**Task to complete:** Repeat the full listing below verbatim and keep the images out.

**Source material:**

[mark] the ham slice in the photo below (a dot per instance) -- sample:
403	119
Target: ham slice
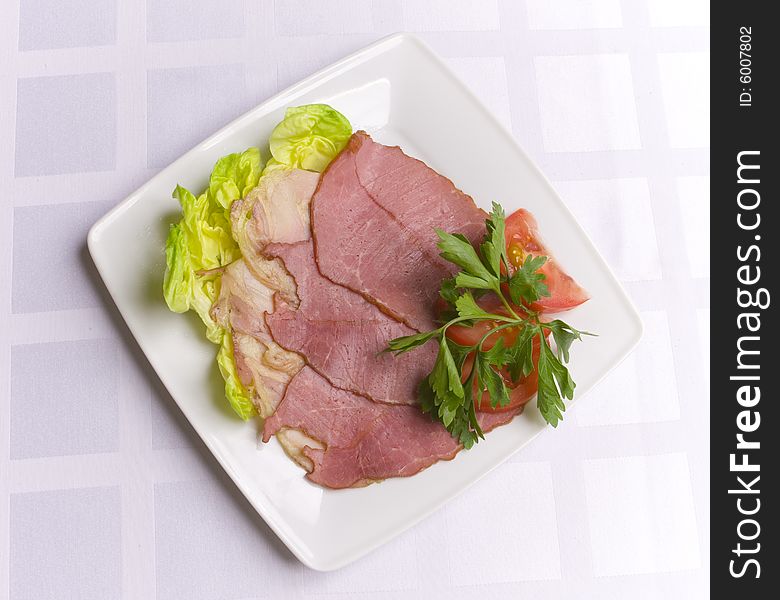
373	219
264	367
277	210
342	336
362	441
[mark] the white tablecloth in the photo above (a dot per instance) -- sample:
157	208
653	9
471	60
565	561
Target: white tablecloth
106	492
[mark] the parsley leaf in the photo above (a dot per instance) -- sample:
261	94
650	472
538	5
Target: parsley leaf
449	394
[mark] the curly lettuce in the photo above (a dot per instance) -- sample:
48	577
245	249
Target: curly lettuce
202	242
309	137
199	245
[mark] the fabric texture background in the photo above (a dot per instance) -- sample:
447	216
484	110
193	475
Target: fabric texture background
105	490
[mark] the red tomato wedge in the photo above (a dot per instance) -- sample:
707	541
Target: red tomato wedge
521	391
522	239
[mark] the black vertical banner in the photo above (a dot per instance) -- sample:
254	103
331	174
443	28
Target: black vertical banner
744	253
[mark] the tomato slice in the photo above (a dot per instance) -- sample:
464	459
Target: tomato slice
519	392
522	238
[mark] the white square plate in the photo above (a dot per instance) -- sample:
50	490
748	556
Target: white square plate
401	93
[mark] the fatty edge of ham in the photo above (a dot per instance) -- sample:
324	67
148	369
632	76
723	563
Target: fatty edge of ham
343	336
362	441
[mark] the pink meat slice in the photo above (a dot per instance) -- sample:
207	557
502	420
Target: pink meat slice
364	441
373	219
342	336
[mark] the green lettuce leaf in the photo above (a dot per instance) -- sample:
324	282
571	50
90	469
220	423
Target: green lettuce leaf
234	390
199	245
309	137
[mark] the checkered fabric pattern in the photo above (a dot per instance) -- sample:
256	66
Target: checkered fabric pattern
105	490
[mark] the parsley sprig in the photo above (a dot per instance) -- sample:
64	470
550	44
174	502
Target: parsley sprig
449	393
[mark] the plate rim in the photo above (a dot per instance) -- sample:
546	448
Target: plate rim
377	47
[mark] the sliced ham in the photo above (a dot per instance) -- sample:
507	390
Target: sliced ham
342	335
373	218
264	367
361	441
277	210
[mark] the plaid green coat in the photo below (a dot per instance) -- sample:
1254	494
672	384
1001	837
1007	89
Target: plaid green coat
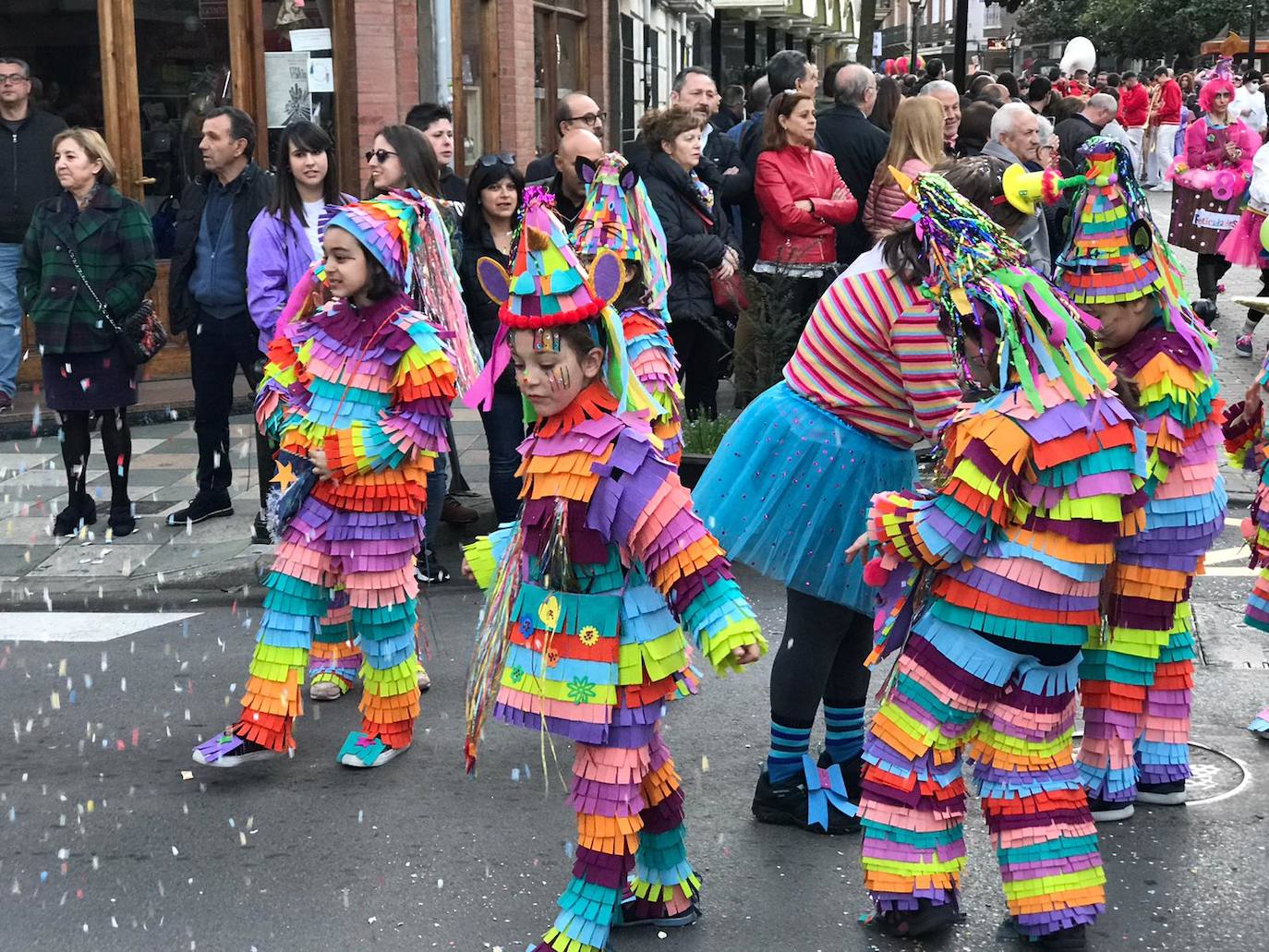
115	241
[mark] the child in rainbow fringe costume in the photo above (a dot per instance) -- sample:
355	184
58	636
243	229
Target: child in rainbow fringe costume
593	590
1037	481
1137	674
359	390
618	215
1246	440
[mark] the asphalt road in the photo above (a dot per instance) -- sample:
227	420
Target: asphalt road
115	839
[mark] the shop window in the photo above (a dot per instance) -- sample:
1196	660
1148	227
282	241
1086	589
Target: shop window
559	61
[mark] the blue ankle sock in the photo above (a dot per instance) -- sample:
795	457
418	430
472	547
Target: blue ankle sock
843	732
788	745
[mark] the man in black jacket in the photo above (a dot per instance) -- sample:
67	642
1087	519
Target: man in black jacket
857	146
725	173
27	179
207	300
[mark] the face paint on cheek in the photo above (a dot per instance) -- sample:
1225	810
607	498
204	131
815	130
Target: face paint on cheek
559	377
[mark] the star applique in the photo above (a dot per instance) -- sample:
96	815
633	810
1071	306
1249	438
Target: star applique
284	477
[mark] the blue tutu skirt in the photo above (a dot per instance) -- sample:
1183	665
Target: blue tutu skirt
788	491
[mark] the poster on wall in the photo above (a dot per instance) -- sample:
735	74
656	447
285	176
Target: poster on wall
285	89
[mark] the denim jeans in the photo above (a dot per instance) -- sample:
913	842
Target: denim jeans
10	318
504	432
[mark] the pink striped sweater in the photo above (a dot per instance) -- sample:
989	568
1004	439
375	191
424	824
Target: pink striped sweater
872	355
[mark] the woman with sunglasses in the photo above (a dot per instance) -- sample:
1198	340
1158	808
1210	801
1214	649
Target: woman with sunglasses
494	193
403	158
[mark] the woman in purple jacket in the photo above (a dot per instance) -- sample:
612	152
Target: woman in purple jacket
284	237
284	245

**Output of the task:**
[mark] the ham slice in the photo below (a dot per instance) -- sample:
403	119
Target: ham slice
373	219
264	367
277	210
342	336
362	441
[mark] the white tablecloth in the photo above (a dot per instance) -- sample:
157	208
653	9
471	60
565	561
Target: white tablecloth
106	492
[mark] the parsley leaf in the photo above (a dot per instance) -- sample:
261	94
650	472
538	5
Target: parsley leaf
449	394
[mark] the curly lettuce in the photo above (a dot per instance) -- sample:
48	577
245	249
Target: curly lettuce
202	242
309	137
199	245
[mark] the fabric texture background in the photo above (a dot per instance) -- sample:
447	216
484	110
193	475
Target: fabric texture background
105	490
[mark] the red tomato wedge in the photo above (a dot per instance) -- sample:
707	541
Target: red tomato wedge
521	391
522	239
[mark] the black vertical banner in the photo above (a dot per instance) -- sample:
254	103
331	174
443	28
Target: black vertical banner
744	253
[mark] the tomato slice in the photo above (a dot per instance) -- sample:
464	459
Target: tomato slice
519	392
522	238
[mark] the white square plate in the photo above (a dot per instance) -- sample:
50	490
748	556
Target: white square plate
401	93
[mark] the fatty edge of ham in the photo above (a dot per instance) -- sample:
324	67
148	369
632	76
723	563
Target: fatty edge of ham
343	336
362	441
[mark] the pink meat slice in the photo above (a dot per instance) -- sample:
207	557
502	420
Target: pink meat slice
364	441
373	219
342	336
[mark] the green lettuce leaf in the photo above (a dot per instance) -- sample:
324	282
571	50
90	469
220	423
Target: green lettuce leaf
234	390
199	245
309	137
[mark] the checkered fabric pattern in the photo above (a dot per instance) -- sample:
256	66
Target: checkered fabric pattern
105	490
[mark] the parsley sprig in the photo above (a dot per instance) -- sample:
64	470
550	44
174	502
Target: parsley sprig
449	393
[mark] the plate rim in the photo above (a dot per instance) -- sample:
546	448
Target: plate rim
377	47
[mark] the sliced ham in the photo above (a dot per instance) -- sample:
507	390
Target: sliced ham
342	335
373	218
264	367
361	441
277	210
[mark] the plaid green coat in the photo below (a dot per instance) -- sample:
1254	494
672	384
1001	837
1007	89
Target: plaid green coat
115	241
[mark] the child in rainbow fringe costume in the photo above (a dot per instance) -- sample:
355	184
58	636
243	229
Target: child in rainbow fringe costume
593	590
1037	481
1137	674
359	390
618	215
1246	440
[mark] the asphalt road in the photo above (a dot per instance) -- sample:
227	420
Target: asphalt road
115	839
[mark] the shop window in the photo above (a dot per instance) -- sample:
1196	660
1148	227
282	241
1086	589
Target: shop window
559	61
[mark] the blue ankle sock in the photo above (a dot per instance) -- sample:
795	457
418	430
472	547
Target: blue ankle sock
843	732
788	745
[mark] the man in black jacket in the photo above (a dot per instance) -- sample:
67	642
1087	519
Target: man in black jacket
857	146
725	173
27	179
207	300
[mark] the face paint on cheek in the photo above (a dot per instance) -- sample:
1225	810
607	498
204	131
815	130
Target: face paint on cheek
559	377
[mark] the star applique in the photo above (a dot per instance) -- sample:
96	815
633	810
1071	306
1249	438
Target: star applique
284	477
[mark] the blue tutu skirt in the photo above (a dot per instance) -- sample:
1183	665
Target: blue tutu skirt
788	491
[mark] the poster on wall in the photo above (a dot per instance) -- sample:
735	74
656	447
285	176
Target: poster on wall
285	89
[mark] the denim jeans in the photo above (a dot per instance) -- sample:
913	842
Target: denim jeans
10	318
504	432
[mark] the pink striped sweater in the photo above (a dot per instance) -- sample:
989	568
1004	439
375	191
424	824
Target: pink striped sweater
872	355
[mark] the woman with sunglasses in the photo above (a dot per instance) -- sample:
1198	340
1158	808
1210	801
1214	649
Target: woman with sunglasses
494	193
403	158
[mark] the woman in purple jacket in the photo above (a dot per instance) -- sample:
612	152
Target: woman in purple jacket
284	237
284	245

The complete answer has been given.